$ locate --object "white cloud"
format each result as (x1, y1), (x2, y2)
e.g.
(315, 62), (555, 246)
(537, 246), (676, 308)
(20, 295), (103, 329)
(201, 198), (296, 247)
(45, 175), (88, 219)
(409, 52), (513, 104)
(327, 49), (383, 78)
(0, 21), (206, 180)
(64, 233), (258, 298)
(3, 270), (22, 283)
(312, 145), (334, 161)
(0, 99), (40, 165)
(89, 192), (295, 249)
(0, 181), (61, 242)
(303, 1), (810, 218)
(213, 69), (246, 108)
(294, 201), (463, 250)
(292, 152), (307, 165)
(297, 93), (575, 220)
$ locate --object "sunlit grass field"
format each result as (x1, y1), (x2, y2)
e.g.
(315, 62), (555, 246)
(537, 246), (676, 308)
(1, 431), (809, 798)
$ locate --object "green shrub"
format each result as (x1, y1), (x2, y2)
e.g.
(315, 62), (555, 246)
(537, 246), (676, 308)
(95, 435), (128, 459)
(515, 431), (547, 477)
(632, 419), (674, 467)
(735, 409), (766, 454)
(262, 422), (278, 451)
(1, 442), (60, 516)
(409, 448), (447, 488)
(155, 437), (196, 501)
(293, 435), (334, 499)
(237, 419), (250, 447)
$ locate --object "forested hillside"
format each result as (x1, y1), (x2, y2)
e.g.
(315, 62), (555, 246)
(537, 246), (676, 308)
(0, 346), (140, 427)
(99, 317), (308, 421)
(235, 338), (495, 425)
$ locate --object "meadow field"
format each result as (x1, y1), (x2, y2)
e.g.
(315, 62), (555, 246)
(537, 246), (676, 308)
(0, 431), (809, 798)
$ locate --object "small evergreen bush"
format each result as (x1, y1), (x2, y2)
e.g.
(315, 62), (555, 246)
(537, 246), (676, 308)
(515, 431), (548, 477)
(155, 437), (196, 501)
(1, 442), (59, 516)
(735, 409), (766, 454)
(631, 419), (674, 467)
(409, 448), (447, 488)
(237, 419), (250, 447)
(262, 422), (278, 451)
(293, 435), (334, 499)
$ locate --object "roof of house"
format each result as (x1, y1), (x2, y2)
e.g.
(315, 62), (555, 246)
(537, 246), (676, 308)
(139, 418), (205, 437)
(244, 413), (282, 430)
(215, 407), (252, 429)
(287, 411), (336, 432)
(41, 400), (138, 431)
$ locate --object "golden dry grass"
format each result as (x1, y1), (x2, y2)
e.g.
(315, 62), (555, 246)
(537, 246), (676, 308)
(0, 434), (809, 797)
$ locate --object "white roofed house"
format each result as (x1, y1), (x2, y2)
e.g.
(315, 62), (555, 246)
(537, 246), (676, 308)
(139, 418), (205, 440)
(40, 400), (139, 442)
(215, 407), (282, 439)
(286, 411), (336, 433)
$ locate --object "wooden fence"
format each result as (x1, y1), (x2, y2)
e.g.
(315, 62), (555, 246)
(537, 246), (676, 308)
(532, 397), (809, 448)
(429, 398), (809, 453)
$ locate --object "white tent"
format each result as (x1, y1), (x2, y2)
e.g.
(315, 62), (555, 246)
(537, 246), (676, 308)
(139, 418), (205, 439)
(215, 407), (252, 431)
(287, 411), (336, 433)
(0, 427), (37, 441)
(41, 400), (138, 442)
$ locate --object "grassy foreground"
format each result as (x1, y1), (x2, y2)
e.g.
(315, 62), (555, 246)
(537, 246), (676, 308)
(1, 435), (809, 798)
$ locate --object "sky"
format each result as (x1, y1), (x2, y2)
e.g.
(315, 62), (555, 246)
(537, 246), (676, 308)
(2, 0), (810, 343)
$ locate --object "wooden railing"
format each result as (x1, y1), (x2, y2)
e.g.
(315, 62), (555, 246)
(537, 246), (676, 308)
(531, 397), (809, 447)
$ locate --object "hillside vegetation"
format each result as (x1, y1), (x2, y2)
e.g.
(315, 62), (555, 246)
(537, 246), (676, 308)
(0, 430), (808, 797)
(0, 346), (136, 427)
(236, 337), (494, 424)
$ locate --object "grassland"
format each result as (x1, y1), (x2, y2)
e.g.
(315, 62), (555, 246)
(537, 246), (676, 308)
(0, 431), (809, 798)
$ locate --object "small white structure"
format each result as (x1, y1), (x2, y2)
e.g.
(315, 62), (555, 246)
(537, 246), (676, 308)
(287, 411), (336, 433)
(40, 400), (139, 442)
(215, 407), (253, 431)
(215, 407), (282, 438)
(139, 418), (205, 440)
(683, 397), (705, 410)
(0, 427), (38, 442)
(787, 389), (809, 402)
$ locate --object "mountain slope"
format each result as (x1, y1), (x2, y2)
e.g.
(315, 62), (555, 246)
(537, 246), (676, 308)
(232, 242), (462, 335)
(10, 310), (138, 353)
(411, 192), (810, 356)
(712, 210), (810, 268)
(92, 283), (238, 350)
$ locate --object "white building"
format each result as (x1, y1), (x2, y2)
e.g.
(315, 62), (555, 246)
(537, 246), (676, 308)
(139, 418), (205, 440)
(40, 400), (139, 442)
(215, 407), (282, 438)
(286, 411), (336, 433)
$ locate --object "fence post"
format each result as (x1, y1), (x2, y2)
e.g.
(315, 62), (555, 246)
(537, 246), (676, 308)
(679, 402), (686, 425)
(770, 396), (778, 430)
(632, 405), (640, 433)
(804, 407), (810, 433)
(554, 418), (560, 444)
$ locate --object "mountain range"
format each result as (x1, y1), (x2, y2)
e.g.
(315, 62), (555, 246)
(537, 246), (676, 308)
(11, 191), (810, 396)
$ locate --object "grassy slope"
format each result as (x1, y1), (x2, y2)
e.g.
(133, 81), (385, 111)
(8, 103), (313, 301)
——
• _PROBLEM REQUIREMENTS_: Go through the records. Copy each line where "wooden" appears.

• _RESULT_:
$ locate --object "wooden fence"
$ locate --object "wooden railing"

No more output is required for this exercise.